[Source extract — start]
RICHARD D. BENNETT, District Judge.
On February 24, 2020, this Court issued a Memorandum Opinion and Order (ECF Nos. 42, 43) dismissing pro se Plaintiff Tamara Rouhi's ("Plaintiff" or "Rouhi") claims against several pharmacies within the greater Baltimore area because her Complaint had failed to establish an adequate basis for jurisdiction and otherwise did not state a claim of any kind. Dismissal was without prejudice. On March 9, 2020, Rouhi filed a Motion for Reconsideration (ECF No. 44). The submission has been reviewed and no hearing is necessary. See Local Rule 105.6 (D. Md. 2018). For the reasons stated herein, Plaintiff's Motion for Reconsideration (ECF No. 44) is DENIED.
[Source extract — finish]
■ What to work on ■
(a) Write out the stretch of the court order excerpt from "RICHARD D. BENNETT, District" through "44) is DENIED.".
(b) According to the court order excerpt, on what date did Rouhi file her Motion for Reconsideration?
(c) For each statement, decide whether it agrees with the court order excerpt: (i) The dismissal of Rouhi's claims was with prejudice. (ii) The Court held a hearing on the Motion for Reconsideration. (iii) The Motion for Reconsideration is denied.
[Data section — start]
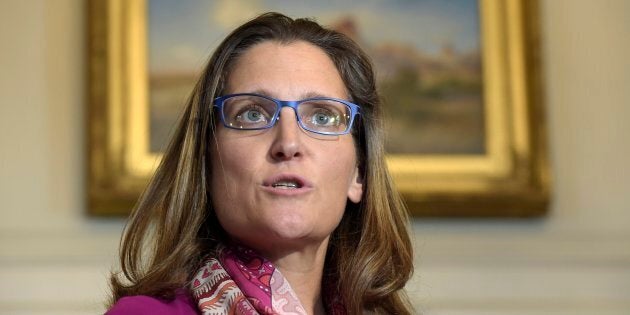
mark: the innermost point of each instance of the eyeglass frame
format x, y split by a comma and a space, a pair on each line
354, 111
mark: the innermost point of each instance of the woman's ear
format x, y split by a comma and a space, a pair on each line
355, 191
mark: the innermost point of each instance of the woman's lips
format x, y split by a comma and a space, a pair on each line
287, 184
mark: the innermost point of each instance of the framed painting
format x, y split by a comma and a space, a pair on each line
459, 79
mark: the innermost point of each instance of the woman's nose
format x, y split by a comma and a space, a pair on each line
287, 136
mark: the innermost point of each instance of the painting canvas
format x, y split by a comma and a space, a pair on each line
426, 55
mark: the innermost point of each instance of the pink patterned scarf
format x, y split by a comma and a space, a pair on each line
242, 282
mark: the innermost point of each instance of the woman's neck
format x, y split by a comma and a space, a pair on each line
304, 270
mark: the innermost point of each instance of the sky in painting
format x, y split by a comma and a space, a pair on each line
182, 34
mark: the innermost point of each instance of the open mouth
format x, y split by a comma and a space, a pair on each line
286, 185
286, 181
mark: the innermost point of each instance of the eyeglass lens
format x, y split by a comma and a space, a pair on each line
255, 112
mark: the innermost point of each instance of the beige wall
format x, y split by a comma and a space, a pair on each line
54, 259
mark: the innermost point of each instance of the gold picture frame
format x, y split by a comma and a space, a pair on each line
511, 179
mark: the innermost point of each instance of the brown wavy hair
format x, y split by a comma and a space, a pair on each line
173, 227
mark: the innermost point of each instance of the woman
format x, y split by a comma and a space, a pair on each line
268, 205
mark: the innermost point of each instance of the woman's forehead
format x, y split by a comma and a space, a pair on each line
282, 70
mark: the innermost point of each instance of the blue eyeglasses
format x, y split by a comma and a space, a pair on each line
321, 115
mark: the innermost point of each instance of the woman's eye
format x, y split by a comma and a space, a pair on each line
324, 119
251, 115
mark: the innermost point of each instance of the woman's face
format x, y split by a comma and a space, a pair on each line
249, 167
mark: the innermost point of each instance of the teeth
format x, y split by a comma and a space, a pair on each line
286, 185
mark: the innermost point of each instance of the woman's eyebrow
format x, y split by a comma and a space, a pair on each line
305, 95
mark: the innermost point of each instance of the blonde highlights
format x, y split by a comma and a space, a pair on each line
[Data section — finish]
■ Solution list ■
(a)
RICHARD D. BENNETT, District Judge.
On February 24, 2020, this Court issued a Memorandum Opinion and Order (ECF Nos. 42, 43) dismissing pro se Plaintiff Tamara Rouhi's ("Plaintiff" or "Rouhi") claims against several pharmacies within the greater Baltimore area because her Complaint had failed to establish an adequate basis for jurisdiction and otherwise did not state a claim of any kind. Dismissal was without prejudice. On March 9, 2020, Rouhi filed a Motion for Reconsideration (ECF No. 44). The submission has been reviewed and no hearing is necessary. See Local Rule 105.6 (D. Md. 2018). For the reasons stated herein, Plaintiff's Motion for Reconsideration (ECF No. 44) is DENIED.

(b) March 9, 2020.

(c)
(i) No: "Dismissal was without prejudice."
(ii) No: "no hearing is necessary."
(iii) Yes: "Plaintiff's Motion for Reconsideration (ECF No. 44) is DENIED."